------ Supplied records ------
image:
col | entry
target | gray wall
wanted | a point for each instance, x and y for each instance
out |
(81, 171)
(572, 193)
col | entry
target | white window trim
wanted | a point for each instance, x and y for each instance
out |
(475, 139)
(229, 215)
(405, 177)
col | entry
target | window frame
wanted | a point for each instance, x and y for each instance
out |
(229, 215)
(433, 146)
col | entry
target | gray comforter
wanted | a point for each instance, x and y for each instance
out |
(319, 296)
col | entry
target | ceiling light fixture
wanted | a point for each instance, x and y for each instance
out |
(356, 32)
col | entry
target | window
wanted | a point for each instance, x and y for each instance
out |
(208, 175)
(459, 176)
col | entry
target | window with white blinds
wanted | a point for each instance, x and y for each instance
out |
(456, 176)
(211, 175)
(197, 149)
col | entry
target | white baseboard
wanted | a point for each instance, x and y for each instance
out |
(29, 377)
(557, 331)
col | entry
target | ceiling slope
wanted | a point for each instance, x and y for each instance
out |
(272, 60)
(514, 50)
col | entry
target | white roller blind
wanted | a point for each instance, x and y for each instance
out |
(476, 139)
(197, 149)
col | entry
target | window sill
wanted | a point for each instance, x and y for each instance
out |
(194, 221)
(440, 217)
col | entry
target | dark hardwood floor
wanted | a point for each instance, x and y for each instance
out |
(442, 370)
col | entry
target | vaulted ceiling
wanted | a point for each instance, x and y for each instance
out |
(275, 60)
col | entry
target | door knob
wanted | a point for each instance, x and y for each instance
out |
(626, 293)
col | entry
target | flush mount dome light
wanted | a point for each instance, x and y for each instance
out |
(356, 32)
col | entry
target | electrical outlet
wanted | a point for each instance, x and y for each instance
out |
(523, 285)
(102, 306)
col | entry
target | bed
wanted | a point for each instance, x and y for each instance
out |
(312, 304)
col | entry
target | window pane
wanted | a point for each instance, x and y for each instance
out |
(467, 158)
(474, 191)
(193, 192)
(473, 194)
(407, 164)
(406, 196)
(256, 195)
------
# Written instruction:
Retype all of the material, keeping each line exact.

# Solution to this task:
image:
col | entry
target | gray wall
wanted | a point for each instance, x and y for each instance
out |
(81, 171)
(572, 193)
col | entry
target | white window trim
wanted | a point for each instance, x and y for each instance
out |
(475, 139)
(229, 215)
(405, 177)
col | entry
target | window frame
wanted | a point for each instance, x and y for each instance
out |
(229, 215)
(433, 146)
col | entry
target | gray comforter
wanted | a point for each instance, x and y for each instance
out |
(319, 296)
col | entry
target | ceiling light fixture
wanted | a point for each instance, x and y for each instance
out |
(356, 32)
col | entry
target | window
wanted | a point for each instance, x and y for each instance
out |
(208, 175)
(459, 176)
col | entry
target | window with white blinds
wanted | a point for each instance, x and y for each instance
out |
(456, 176)
(211, 175)
(197, 149)
col | entry
target | white baseboard
wanted | a point for each instance, x and y for each instance
out |
(29, 377)
(557, 331)
col | entry
target | ceiling slope
wanted | a point for each instance, x and y for each instance
out |
(272, 60)
(514, 50)
col | entry
target | white roller blind
wanted | a point for each instance, x and y for each instance
out |
(476, 139)
(197, 149)
col | entry
target | window sill
wanted | a point for each instance, x and y for each instance
out |
(194, 221)
(440, 217)
col | entry
target | dark hardwood floor
wanted | a point for each instance, x and y for each instance
out |
(442, 370)
col | entry
target | vaulted ceiling
wanted | a point for each instance, x and y for each instance
out |
(275, 60)
col | entry
target | door knob
wanted | a point for each instance, x and y for each instance
out |
(626, 293)
col | entry
target | flush mount dome light
wanted | a point for each instance, x and y for each instance
out |
(356, 32)
col | entry
target | electrical outlet
wanted | a point for each instance, x and y for each instance
out |
(523, 285)
(102, 306)
col | entry
target | bed
wanted | a point for each instance, x and y for each instance
out |
(312, 304)
col | entry
target | window pane
wanted | a point for each instance, x and y for each instance
out |
(467, 158)
(474, 191)
(193, 192)
(473, 194)
(407, 164)
(406, 196)
(256, 195)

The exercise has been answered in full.